§ **Supplied passage**:
---------------
With the macroeconomic headwinds at play, the global initial public offering (IPO) market has been a tad gloomy recently. However, the Asia Pacific markets have been an exception in the first half of 2023. A report by EY states that the region has dominated the IPO market during the period, although proceeds are down considerably compared with last year. In the period between January to June 2023, the region recorded 371 new listings with a combined value of $39.4 bn, which is 65% of the global aggregate. Another report by Deloitte specifically highlights the number of IPOs in Southeast Asia as 85 IPOs in the first half of 2023, with proceeds of about $3.3 bn.

Another report by Deloitte states that Southeast Asia saw a 16% increase in the number of new IPOs and a 5% increase in IPO amount raised in H1 2023 compared to the same period last year. Three major IPOs in Indonesia raised over $500 mn during the period, compared to only one mega IPO of PT GoTo Gojek Tokopedia Tbk in 2022 which had raised $1 bn in 2022 H1.

The top three IPOs were Nexchip Semiconductor for $1.9 bn, Semiconductor Manufacturing Electronics Shaoxing Corporation (SMEC) for $1.8 bn, and Shaanxi Energy Investment for $1 bn. The first two companies were listed in Shanghai while Shaanxi was listed on the Shenzhen stock exchange.
---------------
§ **Your task**: Reproduce the passage on Asia Pacific IPOs word for word, starting with "Another report by Deloitte states" and going on through "Shenzhen stock exchange.".

(Stored data)
---------------
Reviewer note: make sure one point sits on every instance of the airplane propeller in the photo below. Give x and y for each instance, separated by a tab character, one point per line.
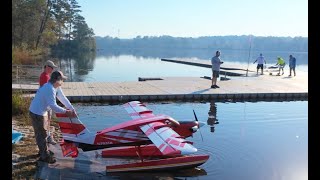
195	116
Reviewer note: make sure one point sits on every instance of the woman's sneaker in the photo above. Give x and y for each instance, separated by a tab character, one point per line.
50	140
49	159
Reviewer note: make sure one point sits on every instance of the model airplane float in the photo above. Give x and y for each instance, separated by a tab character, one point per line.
158	141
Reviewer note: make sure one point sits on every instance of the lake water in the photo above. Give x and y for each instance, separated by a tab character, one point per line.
252	140
119	66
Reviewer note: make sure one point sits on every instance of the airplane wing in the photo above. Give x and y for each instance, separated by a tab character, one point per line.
137	110
167	140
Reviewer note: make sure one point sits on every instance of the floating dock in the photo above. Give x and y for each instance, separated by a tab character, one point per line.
251	88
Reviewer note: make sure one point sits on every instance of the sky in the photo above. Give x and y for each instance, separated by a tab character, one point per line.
196	18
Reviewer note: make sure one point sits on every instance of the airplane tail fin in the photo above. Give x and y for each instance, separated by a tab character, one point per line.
71	128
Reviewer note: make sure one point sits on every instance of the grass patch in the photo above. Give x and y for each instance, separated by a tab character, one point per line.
20	107
25	166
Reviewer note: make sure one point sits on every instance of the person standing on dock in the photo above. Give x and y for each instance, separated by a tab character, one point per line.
260	60
292	64
44	99
215	61
49	66
281	63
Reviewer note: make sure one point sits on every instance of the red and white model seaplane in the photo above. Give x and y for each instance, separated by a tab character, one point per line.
158	141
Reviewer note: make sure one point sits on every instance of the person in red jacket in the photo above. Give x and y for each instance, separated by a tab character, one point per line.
49	66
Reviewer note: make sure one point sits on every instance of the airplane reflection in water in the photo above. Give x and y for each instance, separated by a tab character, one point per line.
212	118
---------------
§ **Answer to this exercise**:
Another report by Deloitte states that Southeast Asia saw a 16% increase in the number of new IPOs and a 5% increase in IPO amount raised in H1 2023 compared to the same period last year. Three major IPOs in Indonesia raised over $500 mn during the period, compared to only one mega IPO of PT GoTo Gojek Tokopedia Tbk in 2022 which had raised $1 bn in 2022 H1.

The top three IPOs were Nexchip Semiconductor for $1.9 bn, Semiconductor Manufacturing Electronics Shaoxing Corporation (SMEC) for $1.8 bn, and Shaanxi Energy Investment for $1 bn. The first two companies were listed in Shanghai while Shaanxi was listed on the Shenzhen stock exchange.